Write out, word for word, the part of the Moth Radio Hour transcript between "Jay: [00:22:05] The" and "a particular night.", inclusive.

* **Document excerpt**
⁂

George: [00:21:08] My favorite of Sheri Holman's novels is The Dress Lodger, a 19th-century thriller set in the midst of the cholera epidemic, and featuring a prostitute and a doctor whose sideline is grave robbing. Run and get it. 

 

We'll be back in a moment with a tale of an American soldier in Vietnam, who has a date with a beautiful woman in Bangkok. But first, he has to fight and win a battle. That story and more, when The Moth Radio Hour continues.

 

[soft pleasant music]

 

Jay: [00:22:05] The Moth Radio Hour is produced by Atlantic Public Media in Woods Hole, Massachusetts. And presented by PRX.

 

George: [00:22:15] This is The Moth Radio Hour from PRX. I'm George Dawes Green. We're talking about the places where we tell our stories and how they inform and enliven those stories. The special power of being at a particular Moth on a particular night. 

 

A few years ago, we gathered at the Players Club in New York City for a night of tales about the Vietnam War. The night was called 19 Years and 180 days. We always keep a special table for our raconteurs. And on that night, the little group of Vietnam vets and survivors seemed powerfully bonded. They were cheering each other's stories and embracing when they came down from the stage.

⁂

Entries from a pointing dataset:
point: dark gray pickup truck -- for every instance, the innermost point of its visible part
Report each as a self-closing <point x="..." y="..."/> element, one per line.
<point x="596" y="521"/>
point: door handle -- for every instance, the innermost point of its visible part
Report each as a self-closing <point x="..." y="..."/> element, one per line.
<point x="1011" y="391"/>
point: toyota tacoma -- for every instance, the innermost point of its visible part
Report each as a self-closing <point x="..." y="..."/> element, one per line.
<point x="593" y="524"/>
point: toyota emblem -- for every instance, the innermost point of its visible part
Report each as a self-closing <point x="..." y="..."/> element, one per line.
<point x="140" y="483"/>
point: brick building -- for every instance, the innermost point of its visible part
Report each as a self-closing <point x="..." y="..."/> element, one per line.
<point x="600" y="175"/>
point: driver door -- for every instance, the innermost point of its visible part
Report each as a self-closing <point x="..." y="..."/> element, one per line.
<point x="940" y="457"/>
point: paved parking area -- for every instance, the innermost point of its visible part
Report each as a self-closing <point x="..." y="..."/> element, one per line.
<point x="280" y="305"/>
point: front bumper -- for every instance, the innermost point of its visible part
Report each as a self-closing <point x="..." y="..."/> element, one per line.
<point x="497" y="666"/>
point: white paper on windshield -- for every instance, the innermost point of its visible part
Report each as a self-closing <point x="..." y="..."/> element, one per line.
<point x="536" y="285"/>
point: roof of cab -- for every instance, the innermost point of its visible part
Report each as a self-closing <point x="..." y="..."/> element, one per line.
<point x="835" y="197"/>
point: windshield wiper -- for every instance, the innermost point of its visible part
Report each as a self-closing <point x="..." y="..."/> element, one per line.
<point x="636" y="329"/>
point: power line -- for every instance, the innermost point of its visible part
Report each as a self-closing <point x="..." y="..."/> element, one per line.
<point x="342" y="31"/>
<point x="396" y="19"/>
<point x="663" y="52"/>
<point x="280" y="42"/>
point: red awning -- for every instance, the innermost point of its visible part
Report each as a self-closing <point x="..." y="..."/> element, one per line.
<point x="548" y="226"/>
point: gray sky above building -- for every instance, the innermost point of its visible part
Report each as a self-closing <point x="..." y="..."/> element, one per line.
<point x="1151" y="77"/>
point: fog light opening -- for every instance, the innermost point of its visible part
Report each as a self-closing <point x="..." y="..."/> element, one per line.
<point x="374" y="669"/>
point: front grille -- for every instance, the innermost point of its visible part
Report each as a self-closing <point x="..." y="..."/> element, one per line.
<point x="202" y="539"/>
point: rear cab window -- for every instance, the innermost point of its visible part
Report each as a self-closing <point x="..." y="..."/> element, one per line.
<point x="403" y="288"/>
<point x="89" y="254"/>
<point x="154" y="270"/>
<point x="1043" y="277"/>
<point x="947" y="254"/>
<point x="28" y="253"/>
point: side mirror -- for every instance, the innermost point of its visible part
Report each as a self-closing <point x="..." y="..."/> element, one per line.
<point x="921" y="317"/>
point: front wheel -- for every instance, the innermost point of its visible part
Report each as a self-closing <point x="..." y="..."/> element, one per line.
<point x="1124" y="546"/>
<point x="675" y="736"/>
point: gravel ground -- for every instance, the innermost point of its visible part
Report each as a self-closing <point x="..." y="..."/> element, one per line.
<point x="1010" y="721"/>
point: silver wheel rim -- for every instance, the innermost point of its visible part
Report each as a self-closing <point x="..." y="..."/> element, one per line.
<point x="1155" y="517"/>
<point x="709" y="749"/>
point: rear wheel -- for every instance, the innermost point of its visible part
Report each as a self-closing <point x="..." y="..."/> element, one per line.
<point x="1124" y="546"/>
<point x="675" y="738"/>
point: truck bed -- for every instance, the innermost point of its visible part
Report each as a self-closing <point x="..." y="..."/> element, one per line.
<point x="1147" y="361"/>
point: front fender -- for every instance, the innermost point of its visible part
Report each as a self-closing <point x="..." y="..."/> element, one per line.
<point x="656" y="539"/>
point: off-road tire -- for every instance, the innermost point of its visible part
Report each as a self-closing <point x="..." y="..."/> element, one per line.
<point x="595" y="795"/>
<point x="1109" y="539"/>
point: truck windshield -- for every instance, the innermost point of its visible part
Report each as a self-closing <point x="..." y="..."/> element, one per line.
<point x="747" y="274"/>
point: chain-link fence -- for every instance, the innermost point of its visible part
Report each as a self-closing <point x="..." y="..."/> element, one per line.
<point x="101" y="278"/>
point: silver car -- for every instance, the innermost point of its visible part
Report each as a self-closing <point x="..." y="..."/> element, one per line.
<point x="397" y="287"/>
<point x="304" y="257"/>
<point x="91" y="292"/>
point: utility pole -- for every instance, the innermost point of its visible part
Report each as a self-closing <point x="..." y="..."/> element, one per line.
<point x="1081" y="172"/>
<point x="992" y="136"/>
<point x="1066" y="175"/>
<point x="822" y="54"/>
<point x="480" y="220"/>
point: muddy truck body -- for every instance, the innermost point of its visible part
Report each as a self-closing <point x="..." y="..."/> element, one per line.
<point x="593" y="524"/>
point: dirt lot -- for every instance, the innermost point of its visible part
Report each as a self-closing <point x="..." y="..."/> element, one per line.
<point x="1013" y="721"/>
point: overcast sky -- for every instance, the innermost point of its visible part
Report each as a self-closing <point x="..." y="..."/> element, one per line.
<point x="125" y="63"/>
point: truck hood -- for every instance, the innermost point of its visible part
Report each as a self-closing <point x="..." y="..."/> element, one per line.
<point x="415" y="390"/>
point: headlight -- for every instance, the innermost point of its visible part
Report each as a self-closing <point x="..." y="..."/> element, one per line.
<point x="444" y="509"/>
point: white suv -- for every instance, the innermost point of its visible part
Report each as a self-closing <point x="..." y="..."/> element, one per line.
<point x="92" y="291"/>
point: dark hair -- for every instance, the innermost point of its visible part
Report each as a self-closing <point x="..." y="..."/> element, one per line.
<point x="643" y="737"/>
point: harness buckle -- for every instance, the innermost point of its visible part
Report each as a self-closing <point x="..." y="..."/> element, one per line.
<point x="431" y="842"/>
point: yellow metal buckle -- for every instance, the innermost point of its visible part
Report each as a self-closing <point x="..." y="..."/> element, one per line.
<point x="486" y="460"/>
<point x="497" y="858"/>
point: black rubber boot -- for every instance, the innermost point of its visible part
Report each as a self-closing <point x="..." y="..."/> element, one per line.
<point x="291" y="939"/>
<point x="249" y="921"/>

⁂

* **Full output**
Jay: [00:22:05] The Moth Radio Hour is produced by Atlantic Public Media in Woods Hole, Massachusetts. And presented by PRX.

 

George: [00:22:15] This is The Moth Radio Hour from PRX. I'm George Dawes Green. We're talking about the places where we tell our stories and how they inform and enliven those stories. The special power of being at a particular Moth on a particular night.